### Source excerpt:

Wisconsin has a long history with the Boy Scout and Girl Scout organizations from the 1910s to the present day, both programs have independently served thousands of youth in programs that suit the environment in which they live.

Early history (1910–1950)
In 1920, the Appleton Council, and the Neenah-Menasha Council were both formed. They merged to become the Valley Council (#635) in 1922. In 1924 Valley Council changed its name to the Fox River Valley Council (#635), changing it back to Valley in 1925. In 1920, the Fond Du Lac Council (#622) was founded, changing its name to the Badger Council (#622) in 1926. In 1919, the Manitowoc Council (#625) was formed, changing its name to the Manitowoc County Council (#625)  in 1929, changing its name to the Waumegasako Council (#625) in 1940. The Waumegasako Council merged into the Bay-Lakes Council (#635) in 1973. In 1920, the Green Bay Council was founded, closing in 1922. In 1930, the Green Bay Area Council was founded again, changing its name to the Nicollet Area Council (#621) in 1934. In 1919, the Oshkosh Council (#630) was founded, changing its name to the Twin Lakes Council (#630) in 1935. In 1919, the Sheboygan County Council (#632) was founded, changing its name to the Kettle Moraine Council (#632) in 1935.

### Required actions:
(a) Can you reproduce the whole Wisconsin scouting history passage word for word?
(b) In the rows, from the line with "Target: balcony railing" through the end of the rows, would you replace "balcony railing" with "stair railing" and give back only those lines, leaving everything else unchanged?

### Excerpted records:
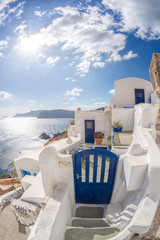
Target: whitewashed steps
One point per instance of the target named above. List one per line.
(90, 233)
(89, 212)
(89, 224)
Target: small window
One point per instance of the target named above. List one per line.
(24, 173)
(91, 164)
(99, 166)
(106, 173)
(83, 169)
(89, 125)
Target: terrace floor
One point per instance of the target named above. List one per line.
(10, 228)
(123, 138)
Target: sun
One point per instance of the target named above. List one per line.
(29, 45)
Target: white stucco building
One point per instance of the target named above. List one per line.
(134, 194)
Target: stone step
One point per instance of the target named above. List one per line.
(74, 233)
(89, 212)
(90, 223)
(157, 126)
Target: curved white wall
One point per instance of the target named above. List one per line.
(125, 94)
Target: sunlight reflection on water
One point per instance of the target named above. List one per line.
(20, 135)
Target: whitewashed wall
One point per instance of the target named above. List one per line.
(53, 172)
(125, 116)
(102, 122)
(29, 162)
(139, 206)
(125, 94)
(154, 98)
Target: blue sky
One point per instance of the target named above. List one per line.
(67, 54)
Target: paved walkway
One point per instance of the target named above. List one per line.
(10, 229)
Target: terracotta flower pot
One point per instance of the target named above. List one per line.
(98, 141)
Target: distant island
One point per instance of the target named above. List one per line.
(56, 113)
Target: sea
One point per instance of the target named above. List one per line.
(19, 136)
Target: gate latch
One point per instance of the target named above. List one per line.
(77, 176)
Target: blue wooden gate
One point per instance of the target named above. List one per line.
(139, 96)
(89, 130)
(94, 175)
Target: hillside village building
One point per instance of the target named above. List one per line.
(91, 191)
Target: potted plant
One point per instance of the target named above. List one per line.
(72, 122)
(117, 126)
(98, 137)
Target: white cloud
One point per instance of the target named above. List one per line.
(6, 10)
(112, 91)
(89, 34)
(99, 64)
(31, 102)
(115, 57)
(39, 13)
(142, 16)
(70, 79)
(99, 104)
(20, 29)
(5, 3)
(3, 44)
(5, 95)
(67, 78)
(52, 60)
(74, 92)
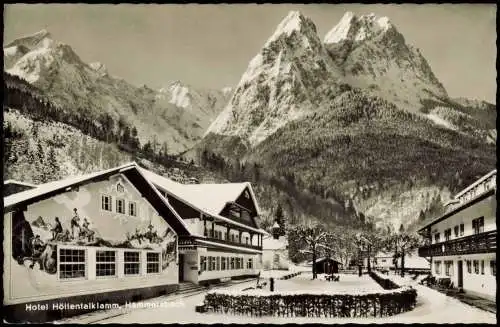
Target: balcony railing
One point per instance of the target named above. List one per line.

### Results of the tasks:
(a)
Wisconsin has a long history with the Boy Scout and Girl Scout organizations from the 1910s to the present day, both programs have independently served thousands of youth in programs that suit the environment in which they live.

Early history (1910–1950)
In 1920, the Appleton Council, and the Neenah-Menasha Council were both formed. They merged to become the Valley Council (#635) in 1922. In 1924 Valley Council changed its name to the Fox River Valley Council (#635), changing it back to Valley in 1925. In 1920, the Fond Du Lac Council (#622) was founded, changing its name to the Badger Council (#622) in 1926. In 1919, the Manitowoc Council (#625) was formed, changing its name to the Manitowoc County Council (#625)  in 1929, changing its name to the Waumegasako Council (#625) in 1940. The Waumegasako Council merged into the Bay-Lakes Council (#635) in 1973. In 1920, the Green Bay Council was founded, closing in 1922. In 1930, the Green Bay Area Council was founded again, changing its name to the Nicollet Area Council (#621) in 1934. In 1919, the Oshkosh Council (#630) was founded, changing its name to the Twin Lakes Council (#630) in 1935. In 1919, the Sheboygan County Council (#632) was founded, changing its name to the Kettle Moraine Council (#632) in 1935.

(b)
Target: stair railing
One point per instance of the target named above. List one per line.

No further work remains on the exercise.